* _PROBLEM TO WORK ON_
Give back every record exactly as it reads.

[Natural language region descriptions]

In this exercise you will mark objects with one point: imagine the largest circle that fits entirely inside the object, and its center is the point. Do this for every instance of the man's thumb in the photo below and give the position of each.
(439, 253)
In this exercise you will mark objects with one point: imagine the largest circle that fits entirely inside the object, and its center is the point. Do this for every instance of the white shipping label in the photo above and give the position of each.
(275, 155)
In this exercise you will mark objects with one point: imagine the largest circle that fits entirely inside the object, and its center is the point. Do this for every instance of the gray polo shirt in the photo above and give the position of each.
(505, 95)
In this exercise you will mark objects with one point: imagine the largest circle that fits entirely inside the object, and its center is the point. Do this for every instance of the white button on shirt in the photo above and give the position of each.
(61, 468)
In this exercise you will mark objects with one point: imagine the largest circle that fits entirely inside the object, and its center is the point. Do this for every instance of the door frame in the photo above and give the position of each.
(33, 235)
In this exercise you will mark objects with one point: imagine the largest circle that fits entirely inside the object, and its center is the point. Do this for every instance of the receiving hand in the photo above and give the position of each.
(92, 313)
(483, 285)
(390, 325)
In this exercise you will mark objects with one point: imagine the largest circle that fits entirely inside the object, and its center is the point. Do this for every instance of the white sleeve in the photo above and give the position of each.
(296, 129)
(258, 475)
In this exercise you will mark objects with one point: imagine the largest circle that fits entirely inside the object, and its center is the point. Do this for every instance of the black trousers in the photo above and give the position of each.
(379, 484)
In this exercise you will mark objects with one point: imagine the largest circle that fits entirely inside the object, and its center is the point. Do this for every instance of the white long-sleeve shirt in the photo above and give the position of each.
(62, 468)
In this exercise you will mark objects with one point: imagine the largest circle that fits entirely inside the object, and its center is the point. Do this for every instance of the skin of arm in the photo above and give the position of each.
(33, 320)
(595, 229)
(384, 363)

* _OUTPUT BELOW_
In this exercise you will mark objects with one point: imagine the largest circle that fits entirely inside the object, and its center is the point. Do this for every instance of the man's thumb in the photo below and give the position of each.
(439, 253)
In this exercise you will mark objects with one point: imagine the largest circle that fits entirely inside the object, and its center is the point. Do this for every instance of the white shipping label in the photo above and give the position of each.
(275, 155)
In this exercise you will mark objects with one point: imagine the largest circle that fits entirely inside the object, and its center is the point. Do this for every instance of the gray polo shirt in the photo above and give the position of each.
(505, 95)
In this exercise you will mark objects with one point: imagine the largest circle that fits entirely inside the object, and its center is the point. Do this for every instance of the white button on shirt in the photo above and give the position of each.
(61, 468)
In this exercise you will mark objects with one point: imagine the largest circle that fits entirely inside the object, and its center is the point. Do this for every instance of the door frame in the photo above and give the position of each.
(33, 235)
In this exercise you will mark objects with one point: imagine the largest circle that fits entirely inside the object, and its center is the point. Do this for every instance of the receiving hand in the photo above and give the position of each.
(92, 313)
(483, 285)
(390, 325)
In this exercise you will mark objects with one point: imagine the largest circle that fits entirely inside the object, and its center is the point. Do this for every instance of the white sleeve in the photo above and give the position of each.
(296, 129)
(258, 475)
In this exercise you will mark objects with one point: imagine the largest circle that fits entirely inside the object, and its center is the point. Do this for every instance of the black trousers in the photo above and give the position of each.
(379, 484)
In this exercise you will mark objects with one point: imagine the largest circle that fits entirely inside the object, and its center is the point. Do this for every instance of the white long-sleeve shirt in the photo above and give the position of each.
(62, 468)
In this exercise you will mark objects with one point: imagine the largest circle that fits entirely inside the object, and its center is the point. Do this for every instance of the skin of arm in the photo above and give the position of each.
(33, 320)
(595, 229)
(384, 363)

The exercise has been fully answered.